##### Testo fornito

Pietro si rivela uomo di poca fede non quando ha paura delle onde nella notte, ma prima, quando chiede questo genere di segni per il suo cammino di fede. E tutto vacilla.

Dubbio, fede, grido. Mi piace questo rude pescatore, uomo d’acqua e di roccia, oscillante tra fede grande, che sfida la tempesta, e fede piccola, impaurita. Ma è proprio lì che Gesù ci raggiunge, al centro del nostro vuoto, per salvarci dalla paura.

Pietro vive sulla sua pelle come il camminare sul mare non serva affatto a rafforzare la fede. Cammina e già dubita. E io lo ringrazio per questo suo grido estremo: Signore, salvami!

Ora so che ogni dubbio può essere sciolto anche da un solo mio grido nella notte, come il suo. Se guardo con occhi bassi le mie difficoltà e i miei fallimenti, scendo nel buio.

Pietro tu andrai verso il Signore, ma non nel brillare illusorio di acque prodigiose, lo farai scendendo nella polvere della strada da Gerusalemme a Gerico.

Forse a Pietro serviva davvero questa paura d’affogare nell’acqua della disperazione, per trovare il coraggio di affidarsi, gridando a Gesù.

Un giorno lo seguirà non più attratto dai segni, ma dal suo calvario; andrà da chi sa far tacere non tanto il vento e il mare, ma tutto ciò che non è amore.

##########
##### Dati mostrati

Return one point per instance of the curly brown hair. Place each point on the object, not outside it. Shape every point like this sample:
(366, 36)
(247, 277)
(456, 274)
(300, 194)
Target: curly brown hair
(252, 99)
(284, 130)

##########

Cosa fare:
1 > Traduci in inglese questa frase della riflessione su Pietro: "Ora so che ogni dubbio può essere sciolto anche da un solo mio grido nella notte, come il suo."
2 > Secondo la riflessione su Pietro, in quale momento Pietro si rivela uomo di poca fede?
3 > Prosegui la riflessione su Pietro dopo la sua ultima frase.

Risposte per consegna:
1 > Now I know that every doubt can be dissolved even by a single cry of mine in the night, like his.

2 > Prima di avere paura delle onde nella notte, quando chiede questo genere di segni per il suo cammino di fede.

3 >
Pietro, emblema dei credenti, imparerà ad affidarsi non contando su imprevedibili miracoli, ma sull’amore quotidiano che resiste, sulla bellezza di una fede nuda.

E noi, con Pietro, a fissare Gesù che ci viene incontro nel buio della bufera, a sentire le sue consolanti parole: Vieni! Tutto è ancora possibile, con me. Vieni!

 

 

Avvenire 19 A

Matteo 14,22-33.

“Subito dopo”, dopo i pani che traboccavano dalle mani e dalle ceste, “costrinse i discepoli”, che vorrebbero star lì a godersi il successo, “a salire sulla barca e a precederlo sull’altra riva”. Li deve costringere, non vogliono andarci sull’altra riva, è terra pagana, c’è il rischio di essere rifiutati, è già successo.  Infatti: la barca era sbattuta dalle onde, perché il vento era contrario. Un vento che non soffia da fuori, ma da dentro i Dodici, come resistenza a quel viaggio verso gli stranieri.

“Sul finire della notte egli andò verso di loro, camminando sul mare”. Non ha fretta Gesù: tre giorni ha atteso per Lazzaro, attende quasi una notte intera di tempesta, tre giorni aspetterà per risorgere. Ha sempre fretta invece quando in vista c’è una esaltazione, una ovazione. Fretta di andarsene e di portar via i discepoli. Perché il posto vero dei credenti non è nei successi e nei risultati trionfali, ma in una barca in mare, mare aperto, dove prima o poi, durante la navigazione della vita, verranno acque agitate e vento contrario. Ma non saranno lasciati soli.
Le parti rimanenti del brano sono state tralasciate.